Featured News - Current News - Archived News - News Categories

Peter Jablonski shows off a bottle of Dr. Claris' famous Kronkine, the great fever reducer.
Peter Jablonski shows off a bottle of Dr. Claris' famous Kronkine, the great fever reducer.

Historic Buffalo veterinary practice spotlighted in Historical Society program

Sat, Mar 18th 2023 07:00 am

Story and photo by Alice Gerard

Peter Jablonski shared the story of Dr. John T. Claris, the veterinarian who was said to be the owner of the largest veterinary establishment in the world, at the March 2 meeting of the Grand Island Historical Society.

Called “the Great Horse Healer,” Claris was born in London, Ontario, in 1862. He came to Buffalo when he was 10 years old. After graduating from the Toronto Veterinary College, he opened his first establishment at Clinton and Watson streets in Buffalo. Later, he moved his practice to a larger structure at Clinton and Adam streets.

“This building could accommodate 100 horses,” Jablonski said. “Claris had very colorful advertising for the times. He treated over 2,000 patients a year. His adage was ‘If you want to be successful, look successful.’”

● ● ● ● ● ● ●

Activity list =
1. Answer these from the article about Dr. Claris:
(a) In what city and year was Claris born?
(b) Which college did he graduate from?
(c) How many patients did he treat each year?
2. Carry on the article about Dr. Claris's Buffalo veterinary practice, starting after its last sentence.
The rows that come next are separate material with no connection to the article about Dr. Claris.

Dataset items:
● ● ● ● ● ● ●

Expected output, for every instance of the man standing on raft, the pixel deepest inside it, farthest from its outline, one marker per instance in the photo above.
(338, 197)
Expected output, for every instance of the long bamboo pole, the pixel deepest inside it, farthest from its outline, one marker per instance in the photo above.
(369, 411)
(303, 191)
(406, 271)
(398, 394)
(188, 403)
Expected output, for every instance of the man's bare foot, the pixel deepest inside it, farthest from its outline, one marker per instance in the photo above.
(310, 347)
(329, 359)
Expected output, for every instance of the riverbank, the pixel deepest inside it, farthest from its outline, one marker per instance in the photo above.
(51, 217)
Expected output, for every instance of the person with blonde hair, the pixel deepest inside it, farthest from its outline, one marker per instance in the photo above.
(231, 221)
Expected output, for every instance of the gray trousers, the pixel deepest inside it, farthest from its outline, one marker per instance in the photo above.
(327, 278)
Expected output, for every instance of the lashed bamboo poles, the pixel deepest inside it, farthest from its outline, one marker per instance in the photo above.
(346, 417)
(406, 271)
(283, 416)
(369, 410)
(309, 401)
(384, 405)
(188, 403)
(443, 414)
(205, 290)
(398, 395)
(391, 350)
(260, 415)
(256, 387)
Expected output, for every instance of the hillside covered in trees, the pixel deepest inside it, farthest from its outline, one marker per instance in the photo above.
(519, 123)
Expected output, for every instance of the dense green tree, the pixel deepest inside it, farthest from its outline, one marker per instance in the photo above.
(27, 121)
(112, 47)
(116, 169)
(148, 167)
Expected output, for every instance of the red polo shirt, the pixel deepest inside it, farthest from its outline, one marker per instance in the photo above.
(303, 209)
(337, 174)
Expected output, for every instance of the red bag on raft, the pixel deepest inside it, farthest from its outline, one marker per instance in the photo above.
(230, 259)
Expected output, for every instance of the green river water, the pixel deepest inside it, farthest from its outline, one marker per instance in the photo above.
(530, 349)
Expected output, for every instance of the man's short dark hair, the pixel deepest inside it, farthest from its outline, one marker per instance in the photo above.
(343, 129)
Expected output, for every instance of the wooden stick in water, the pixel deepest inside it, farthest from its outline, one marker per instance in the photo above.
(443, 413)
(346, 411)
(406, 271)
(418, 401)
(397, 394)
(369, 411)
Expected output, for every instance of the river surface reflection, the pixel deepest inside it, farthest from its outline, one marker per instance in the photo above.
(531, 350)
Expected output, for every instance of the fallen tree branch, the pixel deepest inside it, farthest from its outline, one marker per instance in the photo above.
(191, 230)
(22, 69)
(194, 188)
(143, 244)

● ● ● ● ● ● ●

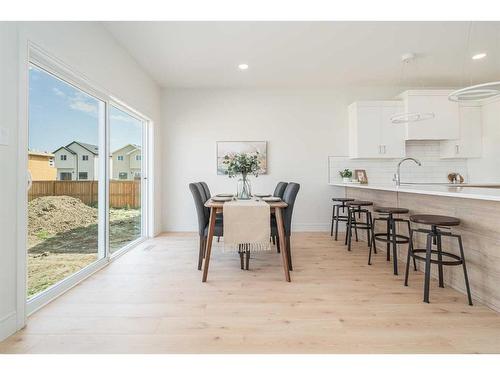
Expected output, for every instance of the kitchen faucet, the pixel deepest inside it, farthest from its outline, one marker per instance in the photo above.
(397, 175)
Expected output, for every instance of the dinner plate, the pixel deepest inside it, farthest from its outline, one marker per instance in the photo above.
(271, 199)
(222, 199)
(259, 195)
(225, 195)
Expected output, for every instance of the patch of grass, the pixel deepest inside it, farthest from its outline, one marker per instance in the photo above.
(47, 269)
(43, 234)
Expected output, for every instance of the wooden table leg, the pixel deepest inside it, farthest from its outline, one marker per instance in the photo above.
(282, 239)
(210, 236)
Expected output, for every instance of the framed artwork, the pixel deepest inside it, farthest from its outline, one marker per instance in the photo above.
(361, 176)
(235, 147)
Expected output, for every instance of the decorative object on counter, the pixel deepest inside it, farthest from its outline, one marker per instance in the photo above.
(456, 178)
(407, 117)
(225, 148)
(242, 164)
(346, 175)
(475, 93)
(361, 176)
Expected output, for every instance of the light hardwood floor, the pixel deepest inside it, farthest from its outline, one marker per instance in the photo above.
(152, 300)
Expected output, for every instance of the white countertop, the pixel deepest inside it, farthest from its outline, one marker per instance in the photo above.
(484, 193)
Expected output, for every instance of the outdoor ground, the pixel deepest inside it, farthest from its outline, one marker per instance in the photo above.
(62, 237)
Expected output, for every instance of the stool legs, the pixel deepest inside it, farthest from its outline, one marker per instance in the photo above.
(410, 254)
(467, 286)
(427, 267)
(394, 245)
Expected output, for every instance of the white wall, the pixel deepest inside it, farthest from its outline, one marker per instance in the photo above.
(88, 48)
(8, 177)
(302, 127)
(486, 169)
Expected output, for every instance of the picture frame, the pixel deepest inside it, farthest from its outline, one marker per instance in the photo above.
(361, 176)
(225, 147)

● ● ● ● ● ● ●

Answer set =
1.
(a) London, Ontario, in 1862
(b) The Toronto Veterinary College
(c) Over 2,000

2.
Claris also owned a horse ambulance, which was famous, but dangerous for pedestrians. The ambulance was large and heavy enough to carry horses. On April 3, 1901, Frank Brusso, who worked for a butcher, was killed by the speeding ambulance when attempting to cross Clinton Street. The next day, Scotty Prulshaw, who did odd jobs for saloons, was killed as he was calling a dog in the intersection of South Division and Pine streets.

In addition, in 1901, there was an epidemic of the grip that affected horses. When horses are infected with the grip, they cough, unlike humans, who sneeze.

In addition to the veterinary practice and the ambulance, Claris also manufactured salves, liniments and other medications for horses. He was known as the great horse healer. His most famous medication was called Kronkine. It was described as “the great fever reducer. It stimulated the heart and nourished a sick horse,” Jablonski said.

Claris later expanded his practice into a facility in New Jersey.

Claris, who was 6 feet, 7 inches tall, and who weighed 300 pounds, died Aug. 27, 1923, two years after he suffered a stroke.